COMPLETE THE FOLLOWING →
[1] In the text on early motherhood, rewrite the paragraph that begins "Like you, we had our own challenges" as a short bulleted list that keeps its main facts.
[2] Continue the text on early motherhood after its last sentence, which is about finding the right kind of support.

PASSAGE SHOWN →
:::
Not to mention the myriad of stressors and traumas that can come up along our journey, starting from infertility, to infant loss, to traumatic and stressful pregnancies and births, to equally traumatic postpartum experiences. The inevitable changes to our bodies, our relationship with ourselves, our relationship with our partner. And so much in between.
And if we happen to have any history of childhood trauma or emotional neglect, or just happen to be more highly sensitive than most, with nervous systems that are more attuned, that feel things more deeply, and are more prone to getting overwhelmed, it can make an already stressful transition feel that much more overwhelming.
As a therapist, I went into motherhood prepared with a massive toolkit of coping skills and years and years of mental health training and research at my fingertips - and motherhood still knocked me sideways!
Like you, we had our own challenges along the way. Colic, reflux, a tongue tie that was never properly diagnosed, breastfeeding challenges and all the shame that came with that. I had tear that took months to heal (TMI?!) and a diastasis 5 fingers wide (I birthed an almost 10lb baby, so there's that, lol). It was hard my friends. Beyond hard.
And as a mama to a highly sensitive kiddo, I was totally unprepared for the fact that there were kids who cried more, slept less, and needed more help to regulate their nervous systems than most. That it would be impossible to leave my house in those early months, because he'd cry in the stroller, in the car, in every mom & baby group I attended - like I said, it was hard.
But here’s the thing: I had the benefit of all of my training and education, as an occupational therapist and a psychotherapist, plus fifteen years of doing my own healing work prior to becoming a parent. I was actually very well prepared. As prepared as anyone could be.
But the truth is, this gig is rigged. We're often setup for failure (not enough physical, social & mental health support, not enough education around normal infant & toddler development) and we're led to believe that it's somehow our fault.
It's not your fault.
It's just that hard.
Especially when we're trying to tough our way through it on our own.
But I'm here to tell you that you don't have to do it alone.
Where I stand on the super important stuff... Agree / disagree?
So let’s talk about finding the right kind of support, because that can be a minefield too.
:::
[Natural-language object grounding data]
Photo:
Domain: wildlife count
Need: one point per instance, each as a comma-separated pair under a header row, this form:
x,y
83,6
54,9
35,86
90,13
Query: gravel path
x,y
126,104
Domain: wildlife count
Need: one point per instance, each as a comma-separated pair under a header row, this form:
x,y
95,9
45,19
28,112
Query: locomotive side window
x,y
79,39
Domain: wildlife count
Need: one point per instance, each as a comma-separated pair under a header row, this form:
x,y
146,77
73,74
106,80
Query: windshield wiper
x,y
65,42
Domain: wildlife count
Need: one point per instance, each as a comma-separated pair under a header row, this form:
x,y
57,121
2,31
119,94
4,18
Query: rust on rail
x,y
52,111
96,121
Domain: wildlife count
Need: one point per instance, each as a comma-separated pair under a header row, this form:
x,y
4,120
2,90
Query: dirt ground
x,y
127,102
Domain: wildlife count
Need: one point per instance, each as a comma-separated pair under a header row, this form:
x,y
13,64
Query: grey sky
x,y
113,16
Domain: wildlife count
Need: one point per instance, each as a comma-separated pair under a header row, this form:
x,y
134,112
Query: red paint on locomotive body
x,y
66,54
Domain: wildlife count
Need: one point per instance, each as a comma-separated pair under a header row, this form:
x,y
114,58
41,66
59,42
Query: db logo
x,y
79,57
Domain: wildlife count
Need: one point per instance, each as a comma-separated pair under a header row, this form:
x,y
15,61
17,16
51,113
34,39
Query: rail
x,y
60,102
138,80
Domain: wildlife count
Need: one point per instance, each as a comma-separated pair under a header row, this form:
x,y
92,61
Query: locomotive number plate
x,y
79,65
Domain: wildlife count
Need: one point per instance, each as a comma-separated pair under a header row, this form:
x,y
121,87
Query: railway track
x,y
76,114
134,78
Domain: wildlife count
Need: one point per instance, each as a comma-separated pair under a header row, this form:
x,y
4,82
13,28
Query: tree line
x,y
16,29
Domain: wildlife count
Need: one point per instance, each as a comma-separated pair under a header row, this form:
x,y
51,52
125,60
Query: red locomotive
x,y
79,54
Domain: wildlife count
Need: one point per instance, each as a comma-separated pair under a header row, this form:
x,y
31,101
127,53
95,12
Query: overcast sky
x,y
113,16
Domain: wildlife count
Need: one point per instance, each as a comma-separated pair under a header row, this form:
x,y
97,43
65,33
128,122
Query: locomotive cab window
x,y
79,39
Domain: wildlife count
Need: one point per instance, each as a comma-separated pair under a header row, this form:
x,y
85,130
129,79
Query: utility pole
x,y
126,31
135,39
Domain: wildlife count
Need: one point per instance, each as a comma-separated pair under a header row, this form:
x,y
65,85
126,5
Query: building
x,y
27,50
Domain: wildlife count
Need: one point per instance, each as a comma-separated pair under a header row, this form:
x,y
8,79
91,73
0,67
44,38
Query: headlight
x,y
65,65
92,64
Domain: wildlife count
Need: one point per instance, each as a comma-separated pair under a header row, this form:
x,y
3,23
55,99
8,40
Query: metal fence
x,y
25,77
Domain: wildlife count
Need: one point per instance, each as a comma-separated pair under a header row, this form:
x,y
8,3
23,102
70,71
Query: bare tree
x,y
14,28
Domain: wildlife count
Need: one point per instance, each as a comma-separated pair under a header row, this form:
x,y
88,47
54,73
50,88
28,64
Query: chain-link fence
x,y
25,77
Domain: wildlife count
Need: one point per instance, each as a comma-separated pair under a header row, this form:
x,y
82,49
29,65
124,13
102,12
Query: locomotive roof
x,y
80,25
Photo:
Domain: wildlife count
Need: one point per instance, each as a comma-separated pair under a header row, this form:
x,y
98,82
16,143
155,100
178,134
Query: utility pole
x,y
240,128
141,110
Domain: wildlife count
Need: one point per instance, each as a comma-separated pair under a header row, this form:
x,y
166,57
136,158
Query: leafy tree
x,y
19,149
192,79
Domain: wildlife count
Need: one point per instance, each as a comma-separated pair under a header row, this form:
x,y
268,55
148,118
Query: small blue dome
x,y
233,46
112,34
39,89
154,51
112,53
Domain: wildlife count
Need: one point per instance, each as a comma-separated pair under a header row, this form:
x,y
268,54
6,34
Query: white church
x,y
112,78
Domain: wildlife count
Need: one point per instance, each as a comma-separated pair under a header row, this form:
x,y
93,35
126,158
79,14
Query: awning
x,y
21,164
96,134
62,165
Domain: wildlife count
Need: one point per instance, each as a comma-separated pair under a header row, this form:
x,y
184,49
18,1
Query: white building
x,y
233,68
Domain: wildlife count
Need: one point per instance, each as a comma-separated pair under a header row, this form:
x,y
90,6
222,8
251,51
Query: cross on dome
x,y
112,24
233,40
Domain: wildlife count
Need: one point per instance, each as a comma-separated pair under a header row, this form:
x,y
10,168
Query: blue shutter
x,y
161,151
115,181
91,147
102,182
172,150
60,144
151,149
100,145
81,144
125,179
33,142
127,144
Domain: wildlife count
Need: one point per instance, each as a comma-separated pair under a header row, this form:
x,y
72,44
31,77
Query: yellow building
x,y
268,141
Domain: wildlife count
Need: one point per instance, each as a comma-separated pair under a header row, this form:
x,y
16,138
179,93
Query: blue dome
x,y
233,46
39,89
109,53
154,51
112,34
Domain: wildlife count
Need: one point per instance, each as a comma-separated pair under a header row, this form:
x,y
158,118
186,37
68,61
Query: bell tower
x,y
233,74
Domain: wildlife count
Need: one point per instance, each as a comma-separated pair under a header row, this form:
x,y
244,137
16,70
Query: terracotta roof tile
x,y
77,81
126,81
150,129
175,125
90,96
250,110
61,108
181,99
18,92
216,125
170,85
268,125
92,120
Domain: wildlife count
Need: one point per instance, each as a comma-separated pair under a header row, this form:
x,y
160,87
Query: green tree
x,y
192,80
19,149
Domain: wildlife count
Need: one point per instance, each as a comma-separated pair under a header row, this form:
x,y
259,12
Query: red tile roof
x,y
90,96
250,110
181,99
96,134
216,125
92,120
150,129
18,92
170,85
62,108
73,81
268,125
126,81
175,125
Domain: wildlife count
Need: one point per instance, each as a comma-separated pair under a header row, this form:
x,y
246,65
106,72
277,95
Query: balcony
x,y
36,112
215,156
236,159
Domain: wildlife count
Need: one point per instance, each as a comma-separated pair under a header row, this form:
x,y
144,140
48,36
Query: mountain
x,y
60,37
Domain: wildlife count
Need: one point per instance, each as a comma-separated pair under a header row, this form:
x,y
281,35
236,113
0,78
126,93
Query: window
:::
RESULTS FOR THE EXERCISE →
[1]
- Colic and reflux
- A tongue tie that was never properly diagnosed
- Breastfeeding challenges and the shame that came with them
- A tear that took months to heal
- A diastasis 5 fingers wide after birthing an almost 10lb baby
- Overall, it was beyond hard

[2]
How can you know if your traditional therapist or coach will dismiss your concerns (it happens more often than we know)?
How do you know if you’re struggling with PPA/PPD/PTSD or just sleep deprivation?
How can you find compassionate, reasonable support in making parenting decisions when it feels like you’re choosing between your own wellbeing and your child’s?
How can you manage those symptoms of anxiety or depression or overwhelm that are keeping you up at night?
How can we create space to talk about your childhood traumas and the surprising ways they're showing up in your parenting journey?
How can you reclaim your motherhood story after the fertility, pregnancy, birth or postpartum trauma you experienced?
I promise that I will never dismiss you.
I will be the first to tell you if you probably just need sleep, or maybe need something more.
And I’ll say this right now, straight out: I will prioritize your mental health and wellbeing, so you can show up for your kids in the most joyful, inspiring and loving ways. Which is what we all want, isn't it?
A whole new direction for my professional life emerged after I became a mother. A labour of love if you will. And it's my hope to be able to support and empower parents (mothers & fathers) who are struggling with their own transitions to parenthood — because we all deserve to feel a little less alone.
I'm here to help you reimagine your parenting journey, to heal from the hard stuff, and to reclaim the joy & magic you deserve
And in doing so, I’m hoping we spark a revolution of resilient, connected, inspired and embodied parents working to create the healing, nurturing and loving spaces they desire for themselves & their families.